- [Given exercise] Reproduce the fly-fishing gear thread starting at the words "## fontinalis (Mar" and ending after "(Jan 5, 2010)", with "salmon" swapped for "steelhead".

[START Source excerpt]

# Another gear question



## wrc2121 (Aug 16, 2010)

I went fly fishing with a buddy the other and he let me use his rod and reel. Now i'm completly hooked. The problem is I don't have the cash flow he has. I was wondering if anyone could recommend a rod and reel in the 5 wt range and to see what is a ball park starting range for price. There are some many choices out there, and I just wanted to see from people with experience it I really need to have a high price rod or reel. Any info will be great. I know this question gets asked a lot, so just wanted to say thanks for the help in advance.

Thanks,
Rob c


----------



## Patricio (Feb 2, 2007)

you dont need expensive equipment at all. many of us started with eagle claw rods and martin reels bought from kmart. these days, a $100 combo kit from anywhere will be good. ross or redington. even the kits from kmart for $25will get you started.


----------



## fontinalis (Mar 29, 2011)

redington crosswater outfit, awesome price for gear that is tough as nails, i use one as a salmon rod, cant break it. Great medium action, shop around you can find them as cheap as about 80 dollars. For a rod, reel, line, backing you just cant beat it, way better than the martin/pfleuger/scientific anglers/cabelas outfits that cost about the same money. I will go to bat for my redington gear any day, good customer service too


----------



## fallen513 (Jan 5, 2010)

[END Source excerpt]
[START Dataset content]

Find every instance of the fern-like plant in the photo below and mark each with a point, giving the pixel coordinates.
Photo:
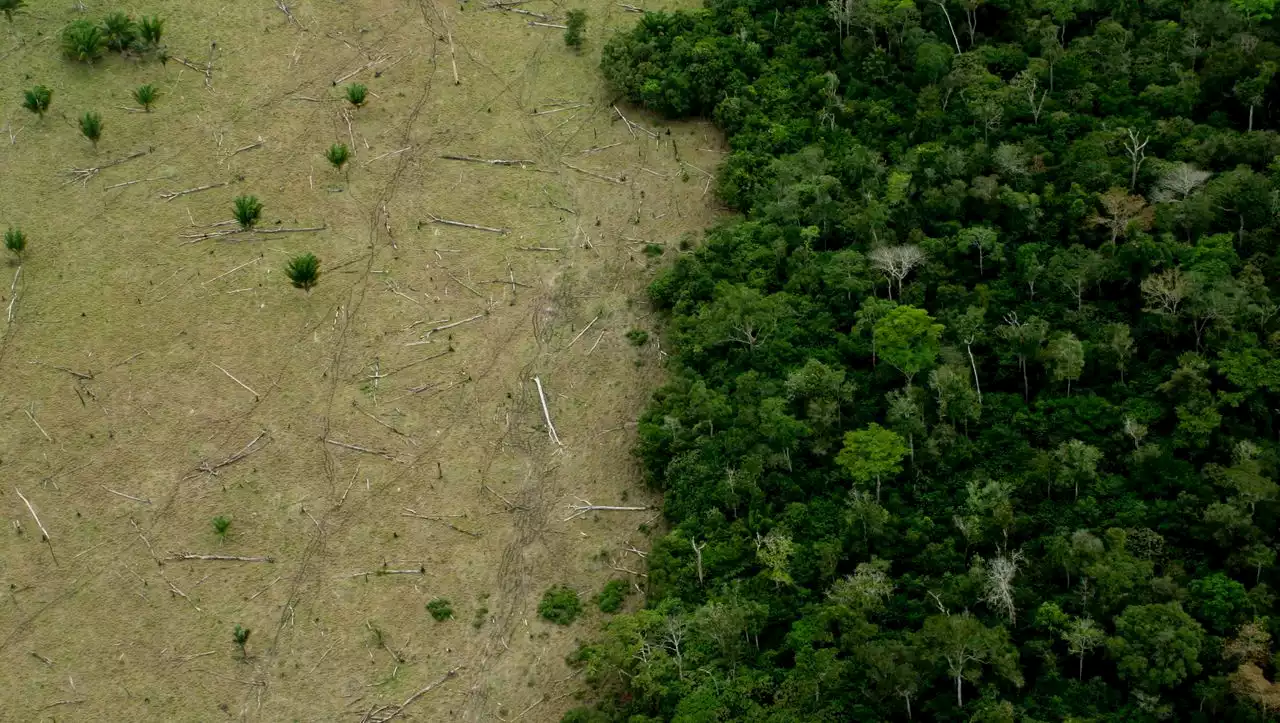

[END Dataset content]

- [In response]
## fontinalis (Mar 29, 2011)

redington crosswater outfit, awesome price for gear that is tough as nails, i use one as a steelhead rod, cant break it. Great medium action, shop around you can find them as cheap as about 80 dollars. For a rod, reel, line, backing you just cant beat it, way better than the martin/pfleuger/scientific anglers/cabelas outfits that cost about the same money. I will go to bat for my redington gear any day, good customer service too


----------



## fallen513 (Jan 5, 2010)